## [TEXT SEGMENT]
>>

The new national standardised assessment regime in Scotland will cost £3.4 million to deliver this year, exceeding original estimates by more than a million pounds - and costing more than three times the amount councils used to spend on standardised tests annually.

A Tes Scotland investigation has also revealed that the tests have cost a total of £1.2 million to develop, meaning the bill for the literacy and numeracy assessments will hit at least £4.6 million by the end of the school year in July. The true cost will be higher because the total excludes an additional 20 per cent for value-added tax.

Before the introduction of the national approach, Scottish councils spent more than £1 million on standardised assessment, a figure revealed by a Tes Scotland survey of 27 of the country’s 32 local authorities in 2015 (“Scotland’s £1 million plus bill for primary tests”, 12 June 2015).

The costs revealed today have been attacked by opposition politicians and the EIS teaching union, which says teachers “retain serious reservations regarding the educational value of National Standardised Assessments”.

Meanwhile, a primary headteacher says that the P1 tests are too difficult, caused the five-year-olds in her primary school anxiety and stress, and took a month to complete because children needed one-on-one support.

Concerns have also been raised about whether schools have the computers to deliver the tests. Scottish Greens education spokesman Ross Greer says that funds raised by parents at a school in his constituency had been used to buy devices for pupils to use to sit the tests.

‘Dogged by delays’

The new national assessments in literacy and numeracy are being introduced this year for pupils in P1, P4, P7 and S3. When the tender for the contract to deliver the tests went out, it estimated the cost would be £10 million over five years. Now, the government is saying the cost of the contract is expected to be “around £9 million over three years”. But the figures uncovered by Tes Scotland reveal half of that budget has already been spent.

Scottish Labour education spokesman Iain Gray says the government’s standardised assessments have been “a shambles from beginning to end”.

He adds: “They have been dogged by delays and ambiguity about their purpose, structure, statistical validity and whether results will be published. Now we see that the costs have escalated yet again. The sad fact is that these millions of pounds will do nothing to close the attainment gap, since testing will only describe the problem we already know exits. This is an ill-thought-out policy that is now being badly delivered at a very high cost.”

Greer is calling on the government to “think again” when it comes to standardised assessment. He says that under-resourced teachers in understaffed schools will find it frustrating to see millions spent on a “clearly inappropriate” assessment system.

He continues: “This figure will not even include the hidden costs of introducing the assessments. I spoke to a school PTA recently who had to fundraise to purchase the devices their school needed to actually carry out the assessments, a clearly farcical situation for essential equipment.”

<<

## [OBJECTIVES]
**a)** Name every pupil year group that the text on Scotland's standardised assessment costs says the new national assessments are being introduced for.
**b)** Copy the stretch of the text on Scotland's standardised assessment costs from "The new national standardised" through "12 June 2015)." word for word.

Dataset extracts with box labels
>>

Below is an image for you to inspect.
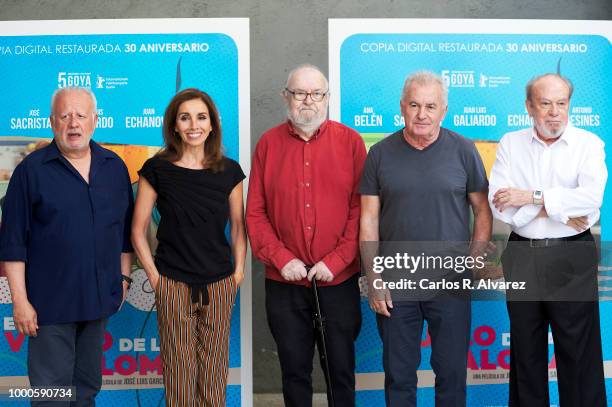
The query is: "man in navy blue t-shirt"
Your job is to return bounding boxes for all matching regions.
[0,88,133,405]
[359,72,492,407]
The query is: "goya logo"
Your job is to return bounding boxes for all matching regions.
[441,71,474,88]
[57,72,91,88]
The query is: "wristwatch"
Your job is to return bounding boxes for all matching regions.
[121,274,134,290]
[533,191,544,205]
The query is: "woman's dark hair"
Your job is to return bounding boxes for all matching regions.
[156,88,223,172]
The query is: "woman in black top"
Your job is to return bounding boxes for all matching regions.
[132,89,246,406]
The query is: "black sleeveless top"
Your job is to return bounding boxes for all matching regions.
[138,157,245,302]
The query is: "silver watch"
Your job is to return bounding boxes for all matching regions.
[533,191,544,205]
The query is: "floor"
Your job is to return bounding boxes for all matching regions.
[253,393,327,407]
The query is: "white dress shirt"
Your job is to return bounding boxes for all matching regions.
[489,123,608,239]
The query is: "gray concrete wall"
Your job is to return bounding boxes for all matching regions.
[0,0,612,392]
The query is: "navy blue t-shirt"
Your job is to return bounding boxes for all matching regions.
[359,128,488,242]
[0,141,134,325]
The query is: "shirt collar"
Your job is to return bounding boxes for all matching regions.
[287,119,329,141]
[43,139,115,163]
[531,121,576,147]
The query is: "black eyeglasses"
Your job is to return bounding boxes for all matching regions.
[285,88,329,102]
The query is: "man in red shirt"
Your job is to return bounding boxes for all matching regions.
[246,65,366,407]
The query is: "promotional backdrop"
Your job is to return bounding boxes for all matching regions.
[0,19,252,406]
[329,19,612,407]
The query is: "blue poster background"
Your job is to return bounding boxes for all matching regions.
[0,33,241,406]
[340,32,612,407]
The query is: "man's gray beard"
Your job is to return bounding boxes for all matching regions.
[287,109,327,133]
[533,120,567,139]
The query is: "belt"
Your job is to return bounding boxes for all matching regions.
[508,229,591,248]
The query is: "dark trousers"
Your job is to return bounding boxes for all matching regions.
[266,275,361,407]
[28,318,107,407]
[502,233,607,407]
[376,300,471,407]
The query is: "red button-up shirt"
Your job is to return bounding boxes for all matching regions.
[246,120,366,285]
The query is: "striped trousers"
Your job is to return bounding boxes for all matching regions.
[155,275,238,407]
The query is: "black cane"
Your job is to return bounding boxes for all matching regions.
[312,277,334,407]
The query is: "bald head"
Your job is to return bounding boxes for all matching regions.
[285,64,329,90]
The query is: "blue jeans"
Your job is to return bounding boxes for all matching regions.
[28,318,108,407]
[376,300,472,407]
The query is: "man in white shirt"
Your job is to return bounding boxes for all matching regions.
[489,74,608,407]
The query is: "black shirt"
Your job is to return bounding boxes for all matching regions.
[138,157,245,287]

<<
>>

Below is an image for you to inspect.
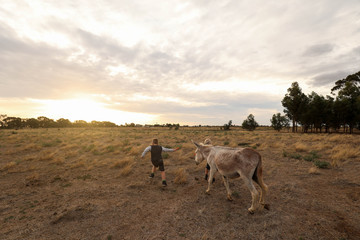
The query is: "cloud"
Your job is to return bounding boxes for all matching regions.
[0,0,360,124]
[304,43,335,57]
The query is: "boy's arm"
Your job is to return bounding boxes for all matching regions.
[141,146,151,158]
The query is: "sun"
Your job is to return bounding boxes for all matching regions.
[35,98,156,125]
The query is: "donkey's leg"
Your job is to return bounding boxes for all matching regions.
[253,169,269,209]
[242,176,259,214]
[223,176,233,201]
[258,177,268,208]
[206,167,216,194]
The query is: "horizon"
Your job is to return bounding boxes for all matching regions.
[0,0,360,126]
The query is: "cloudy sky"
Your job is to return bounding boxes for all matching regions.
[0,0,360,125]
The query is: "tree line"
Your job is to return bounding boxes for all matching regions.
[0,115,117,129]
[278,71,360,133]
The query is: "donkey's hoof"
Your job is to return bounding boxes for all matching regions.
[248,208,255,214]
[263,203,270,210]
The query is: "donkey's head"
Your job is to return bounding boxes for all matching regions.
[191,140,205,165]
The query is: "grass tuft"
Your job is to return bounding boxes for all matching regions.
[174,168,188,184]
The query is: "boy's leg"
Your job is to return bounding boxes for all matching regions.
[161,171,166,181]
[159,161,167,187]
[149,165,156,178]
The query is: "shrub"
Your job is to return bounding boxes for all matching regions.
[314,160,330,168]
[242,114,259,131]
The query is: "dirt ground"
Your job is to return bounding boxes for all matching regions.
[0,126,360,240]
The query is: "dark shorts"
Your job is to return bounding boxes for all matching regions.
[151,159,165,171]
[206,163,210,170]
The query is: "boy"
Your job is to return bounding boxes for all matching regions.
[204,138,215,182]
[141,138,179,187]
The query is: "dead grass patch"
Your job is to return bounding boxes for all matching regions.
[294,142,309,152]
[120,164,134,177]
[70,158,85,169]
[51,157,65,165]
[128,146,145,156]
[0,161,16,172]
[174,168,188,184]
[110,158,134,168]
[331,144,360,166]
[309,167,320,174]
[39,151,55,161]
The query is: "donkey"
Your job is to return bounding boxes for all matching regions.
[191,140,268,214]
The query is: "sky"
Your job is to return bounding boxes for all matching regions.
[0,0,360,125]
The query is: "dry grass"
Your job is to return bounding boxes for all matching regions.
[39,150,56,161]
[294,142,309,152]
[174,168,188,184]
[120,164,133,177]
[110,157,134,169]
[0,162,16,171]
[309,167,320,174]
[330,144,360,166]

<<

## [EXERCISE RESULTS]
**a)** P1, P4, P7, S3

**b)**
The new national standardised assessment regime in Scotland will cost £3.4 million to deliver this year, exceeding original estimates by more than a million pounds - and costing more than three times the amount councils used to spend on standardised tests annually.

A Tes Scotland investigation has also revealed that the tests have cost a total of £1.2 million to develop, meaning the bill for the literacy and numeracy assessments will hit at least £4.6 million by the end of the school year in July. The true cost will be higher because the total excludes an additional 20 per cent for value-added tax.

Before the introduction of the national approach, Scottish councils spent more than £1 million on standardised assessment, a figure revealed by a Tes Scotland survey of 27 of the country’s 32 local authorities in 2015 (“Scotland’s £1 million plus bill for primary tests”, 12 June 2015).